Annotated photo localization data:
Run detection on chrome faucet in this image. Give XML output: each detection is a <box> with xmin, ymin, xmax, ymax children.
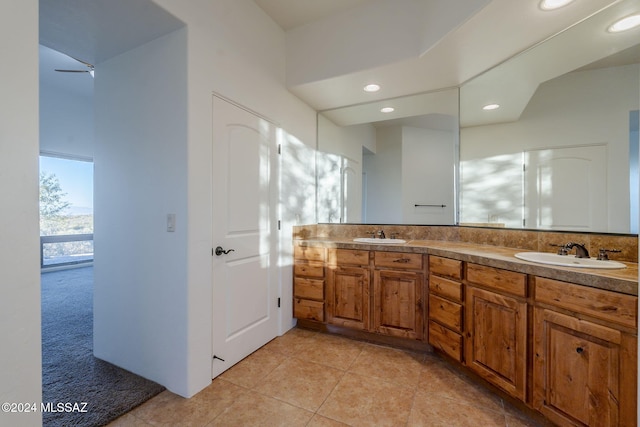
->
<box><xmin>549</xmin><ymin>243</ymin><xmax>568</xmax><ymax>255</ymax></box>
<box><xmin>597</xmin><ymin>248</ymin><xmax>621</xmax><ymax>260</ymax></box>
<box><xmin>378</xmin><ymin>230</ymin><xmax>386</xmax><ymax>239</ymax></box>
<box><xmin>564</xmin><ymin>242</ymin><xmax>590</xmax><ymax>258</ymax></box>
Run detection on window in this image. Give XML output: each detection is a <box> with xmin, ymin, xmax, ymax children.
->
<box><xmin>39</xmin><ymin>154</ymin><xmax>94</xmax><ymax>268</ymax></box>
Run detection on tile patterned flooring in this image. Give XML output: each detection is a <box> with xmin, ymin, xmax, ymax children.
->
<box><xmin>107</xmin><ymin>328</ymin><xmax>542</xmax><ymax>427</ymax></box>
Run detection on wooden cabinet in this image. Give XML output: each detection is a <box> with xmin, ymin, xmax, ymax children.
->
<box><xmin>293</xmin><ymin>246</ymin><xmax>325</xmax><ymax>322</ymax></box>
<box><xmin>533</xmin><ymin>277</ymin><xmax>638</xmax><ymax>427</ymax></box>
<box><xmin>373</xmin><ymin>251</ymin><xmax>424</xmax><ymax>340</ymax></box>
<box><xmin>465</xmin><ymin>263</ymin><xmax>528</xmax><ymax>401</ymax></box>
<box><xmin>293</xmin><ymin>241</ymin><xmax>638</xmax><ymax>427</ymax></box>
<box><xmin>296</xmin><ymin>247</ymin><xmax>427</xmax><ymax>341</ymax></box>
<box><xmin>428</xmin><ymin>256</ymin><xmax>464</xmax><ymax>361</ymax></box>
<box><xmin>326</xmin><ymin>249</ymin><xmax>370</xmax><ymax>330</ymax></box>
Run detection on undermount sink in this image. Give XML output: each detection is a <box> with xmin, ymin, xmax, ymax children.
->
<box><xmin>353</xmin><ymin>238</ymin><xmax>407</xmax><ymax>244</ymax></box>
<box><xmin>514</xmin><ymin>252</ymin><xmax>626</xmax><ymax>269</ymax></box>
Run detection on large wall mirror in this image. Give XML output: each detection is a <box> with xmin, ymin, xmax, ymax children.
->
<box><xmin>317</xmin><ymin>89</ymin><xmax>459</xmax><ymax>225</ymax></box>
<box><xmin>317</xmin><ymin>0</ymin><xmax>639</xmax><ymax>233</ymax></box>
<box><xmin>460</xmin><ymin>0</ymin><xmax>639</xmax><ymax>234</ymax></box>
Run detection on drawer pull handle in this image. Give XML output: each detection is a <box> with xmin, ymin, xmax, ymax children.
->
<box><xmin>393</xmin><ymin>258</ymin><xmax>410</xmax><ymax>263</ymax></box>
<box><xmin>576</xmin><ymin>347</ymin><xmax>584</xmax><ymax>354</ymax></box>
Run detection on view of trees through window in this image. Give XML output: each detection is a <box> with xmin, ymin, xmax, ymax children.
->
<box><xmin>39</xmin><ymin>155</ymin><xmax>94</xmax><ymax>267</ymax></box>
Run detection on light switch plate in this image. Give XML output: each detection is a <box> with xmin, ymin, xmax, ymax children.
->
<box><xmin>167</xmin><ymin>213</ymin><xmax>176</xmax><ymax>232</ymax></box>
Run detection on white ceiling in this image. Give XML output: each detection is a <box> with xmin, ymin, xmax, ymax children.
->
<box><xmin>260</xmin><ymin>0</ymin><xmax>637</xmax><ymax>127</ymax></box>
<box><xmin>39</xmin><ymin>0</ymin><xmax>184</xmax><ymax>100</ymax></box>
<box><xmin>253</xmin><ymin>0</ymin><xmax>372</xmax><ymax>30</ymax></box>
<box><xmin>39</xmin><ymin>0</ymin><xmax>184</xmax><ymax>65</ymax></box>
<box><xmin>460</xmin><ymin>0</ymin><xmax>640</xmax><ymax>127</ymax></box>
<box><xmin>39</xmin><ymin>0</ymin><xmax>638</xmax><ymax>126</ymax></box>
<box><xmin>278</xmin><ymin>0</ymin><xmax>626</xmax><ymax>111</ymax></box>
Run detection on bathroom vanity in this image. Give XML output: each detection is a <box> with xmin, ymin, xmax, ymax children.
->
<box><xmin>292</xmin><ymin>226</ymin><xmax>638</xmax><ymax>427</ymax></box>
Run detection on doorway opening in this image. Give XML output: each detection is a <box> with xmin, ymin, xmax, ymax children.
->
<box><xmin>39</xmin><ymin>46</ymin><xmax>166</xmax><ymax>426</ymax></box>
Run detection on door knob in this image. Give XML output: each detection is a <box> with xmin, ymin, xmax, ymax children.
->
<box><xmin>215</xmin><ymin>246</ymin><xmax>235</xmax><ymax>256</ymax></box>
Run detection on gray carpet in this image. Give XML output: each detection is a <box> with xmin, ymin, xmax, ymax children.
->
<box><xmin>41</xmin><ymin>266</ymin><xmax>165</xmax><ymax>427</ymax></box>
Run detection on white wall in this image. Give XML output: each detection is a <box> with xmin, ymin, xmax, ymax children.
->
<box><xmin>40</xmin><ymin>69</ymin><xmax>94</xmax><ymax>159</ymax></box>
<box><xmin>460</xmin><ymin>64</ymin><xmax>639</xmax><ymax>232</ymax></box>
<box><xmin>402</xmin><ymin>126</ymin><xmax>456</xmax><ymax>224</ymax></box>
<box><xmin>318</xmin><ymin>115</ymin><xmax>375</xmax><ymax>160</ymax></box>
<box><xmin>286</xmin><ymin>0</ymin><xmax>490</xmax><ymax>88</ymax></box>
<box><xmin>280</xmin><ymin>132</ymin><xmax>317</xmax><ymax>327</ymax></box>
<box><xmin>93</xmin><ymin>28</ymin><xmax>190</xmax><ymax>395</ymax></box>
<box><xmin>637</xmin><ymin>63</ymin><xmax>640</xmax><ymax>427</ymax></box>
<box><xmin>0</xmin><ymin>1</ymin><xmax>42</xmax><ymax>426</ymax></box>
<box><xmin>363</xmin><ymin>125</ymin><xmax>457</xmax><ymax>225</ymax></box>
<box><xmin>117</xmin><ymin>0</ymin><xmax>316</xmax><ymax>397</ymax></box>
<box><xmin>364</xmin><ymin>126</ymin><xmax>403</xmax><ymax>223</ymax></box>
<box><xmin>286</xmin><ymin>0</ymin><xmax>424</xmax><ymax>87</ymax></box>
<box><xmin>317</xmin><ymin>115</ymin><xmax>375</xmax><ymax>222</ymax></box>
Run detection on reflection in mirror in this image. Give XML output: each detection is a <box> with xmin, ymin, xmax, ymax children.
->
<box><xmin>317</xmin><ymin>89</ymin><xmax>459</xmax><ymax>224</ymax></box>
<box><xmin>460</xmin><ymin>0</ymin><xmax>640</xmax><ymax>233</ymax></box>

WHAT THE EXERCISE ASKS -> Each entry above is to be written out again unchanged, apart from the pictures, which are left out.

YOUR RESPONSE ->
Run detection on chrome faucet in this image. Give XML output: each detection is a <box> with xmin, ymin, xmax, ymax children.
->
<box><xmin>549</xmin><ymin>243</ymin><xmax>568</xmax><ymax>255</ymax></box>
<box><xmin>597</xmin><ymin>248</ymin><xmax>621</xmax><ymax>260</ymax></box>
<box><xmin>378</xmin><ymin>230</ymin><xmax>386</xmax><ymax>239</ymax></box>
<box><xmin>564</xmin><ymin>242</ymin><xmax>590</xmax><ymax>258</ymax></box>
Run detection on window in this image. Give XML output: each detection is a <box> with xmin, ymin, xmax, ymax children.
->
<box><xmin>39</xmin><ymin>154</ymin><xmax>94</xmax><ymax>268</ymax></box>
Run detection on tile patterned flooring in this image. Give XML output: each detection is a <box> with xmin, ymin, xmax, ymax children.
->
<box><xmin>107</xmin><ymin>328</ymin><xmax>542</xmax><ymax>427</ymax></box>
Run detection on wooden cabinet in this image. Give XML output: each detection is a <box> with xmin, ymin, xmax, ymax children.
->
<box><xmin>293</xmin><ymin>246</ymin><xmax>325</xmax><ymax>322</ymax></box>
<box><xmin>533</xmin><ymin>277</ymin><xmax>638</xmax><ymax>427</ymax></box>
<box><xmin>373</xmin><ymin>251</ymin><xmax>424</xmax><ymax>340</ymax></box>
<box><xmin>465</xmin><ymin>263</ymin><xmax>528</xmax><ymax>401</ymax></box>
<box><xmin>293</xmin><ymin>241</ymin><xmax>638</xmax><ymax>427</ymax></box>
<box><xmin>296</xmin><ymin>247</ymin><xmax>427</xmax><ymax>341</ymax></box>
<box><xmin>428</xmin><ymin>256</ymin><xmax>464</xmax><ymax>361</ymax></box>
<box><xmin>326</xmin><ymin>249</ymin><xmax>370</xmax><ymax>330</ymax></box>
Run detection on undermount sink in this image. Give XML output: each detection is a <box> with xmin, ymin, xmax, ymax children.
->
<box><xmin>353</xmin><ymin>238</ymin><xmax>407</xmax><ymax>244</ymax></box>
<box><xmin>514</xmin><ymin>252</ymin><xmax>626</xmax><ymax>269</ymax></box>
Run detection on large wall mirror in this image. Give XML output: each detection is a <box> with xmin, ymin, xmax, ymax children.
->
<box><xmin>317</xmin><ymin>89</ymin><xmax>459</xmax><ymax>225</ymax></box>
<box><xmin>317</xmin><ymin>0</ymin><xmax>639</xmax><ymax>233</ymax></box>
<box><xmin>460</xmin><ymin>0</ymin><xmax>639</xmax><ymax>234</ymax></box>
Run detection on drawer pull handle in this image. Give XML output: each detection is a <box> with xmin, ymin, xmax, ymax children.
->
<box><xmin>393</xmin><ymin>258</ymin><xmax>410</xmax><ymax>263</ymax></box>
<box><xmin>576</xmin><ymin>347</ymin><xmax>584</xmax><ymax>354</ymax></box>
Run detection on view of trees through window in this image. Give XML output: each detection is a <box> with xmin, ymin, xmax, ymax children.
->
<box><xmin>39</xmin><ymin>155</ymin><xmax>94</xmax><ymax>267</ymax></box>
Run detection on light switch plate in this image. Give XML output: each detection is a <box> with xmin, ymin, xmax, ymax children.
->
<box><xmin>167</xmin><ymin>213</ymin><xmax>176</xmax><ymax>232</ymax></box>
Run detection on white ceiling in this image. Give XML output: each detection is a <box> with xmin, ymin, xmax, ymax children.
->
<box><xmin>260</xmin><ymin>0</ymin><xmax>637</xmax><ymax>127</ymax></box>
<box><xmin>39</xmin><ymin>0</ymin><xmax>184</xmax><ymax>100</ymax></box>
<box><xmin>253</xmin><ymin>0</ymin><xmax>372</xmax><ymax>30</ymax></box>
<box><xmin>39</xmin><ymin>0</ymin><xmax>184</xmax><ymax>65</ymax></box>
<box><xmin>460</xmin><ymin>0</ymin><xmax>640</xmax><ymax>127</ymax></box>
<box><xmin>39</xmin><ymin>0</ymin><xmax>638</xmax><ymax>126</ymax></box>
<box><xmin>278</xmin><ymin>0</ymin><xmax>626</xmax><ymax>111</ymax></box>
Run detection on bathroom vanity in this image. Give XML output: each detection is a <box> with xmin, ymin, xmax, ymax children.
->
<box><xmin>292</xmin><ymin>226</ymin><xmax>638</xmax><ymax>427</ymax></box>
Run detection on doorway opening in this image. Give XML output: each detection is a <box> with xmin, ymin, xmax, ymax children.
->
<box><xmin>39</xmin><ymin>46</ymin><xmax>166</xmax><ymax>426</ymax></box>
Run detection on door knob in this image. Give XML output: each detection is a <box> with xmin, ymin, xmax, ymax children.
->
<box><xmin>215</xmin><ymin>246</ymin><xmax>235</xmax><ymax>256</ymax></box>
Run detection on gray carpet in this image. Give XML output: each detection is a <box> with xmin, ymin, xmax, ymax children.
->
<box><xmin>41</xmin><ymin>266</ymin><xmax>165</xmax><ymax>427</ymax></box>
Run detection on white wall in this image. Give XML output: each detection is a <box> with xmin, ymin, xmax, ymax children.
->
<box><xmin>40</xmin><ymin>69</ymin><xmax>94</xmax><ymax>159</ymax></box>
<box><xmin>460</xmin><ymin>64</ymin><xmax>639</xmax><ymax>232</ymax></box>
<box><xmin>402</xmin><ymin>126</ymin><xmax>456</xmax><ymax>224</ymax></box>
<box><xmin>318</xmin><ymin>115</ymin><xmax>375</xmax><ymax>160</ymax></box>
<box><xmin>286</xmin><ymin>0</ymin><xmax>490</xmax><ymax>88</ymax></box>
<box><xmin>280</xmin><ymin>132</ymin><xmax>317</xmax><ymax>327</ymax></box>
<box><xmin>93</xmin><ymin>28</ymin><xmax>190</xmax><ymax>395</ymax></box>
<box><xmin>637</xmin><ymin>63</ymin><xmax>640</xmax><ymax>427</ymax></box>
<box><xmin>0</xmin><ymin>1</ymin><xmax>42</xmax><ymax>426</ymax></box>
<box><xmin>363</xmin><ymin>125</ymin><xmax>457</xmax><ymax>225</ymax></box>
<box><xmin>117</xmin><ymin>0</ymin><xmax>316</xmax><ymax>397</ymax></box>
<box><xmin>364</xmin><ymin>126</ymin><xmax>403</xmax><ymax>223</ymax></box>
<box><xmin>286</xmin><ymin>0</ymin><xmax>424</xmax><ymax>87</ymax></box>
<box><xmin>317</xmin><ymin>115</ymin><xmax>375</xmax><ymax>222</ymax></box>
Run detection on reflection in mirror in this image. Give XML output: each detection is a <box> with xmin, ymin, xmax, ymax children.
->
<box><xmin>317</xmin><ymin>89</ymin><xmax>459</xmax><ymax>224</ymax></box>
<box><xmin>460</xmin><ymin>0</ymin><xmax>640</xmax><ymax>233</ymax></box>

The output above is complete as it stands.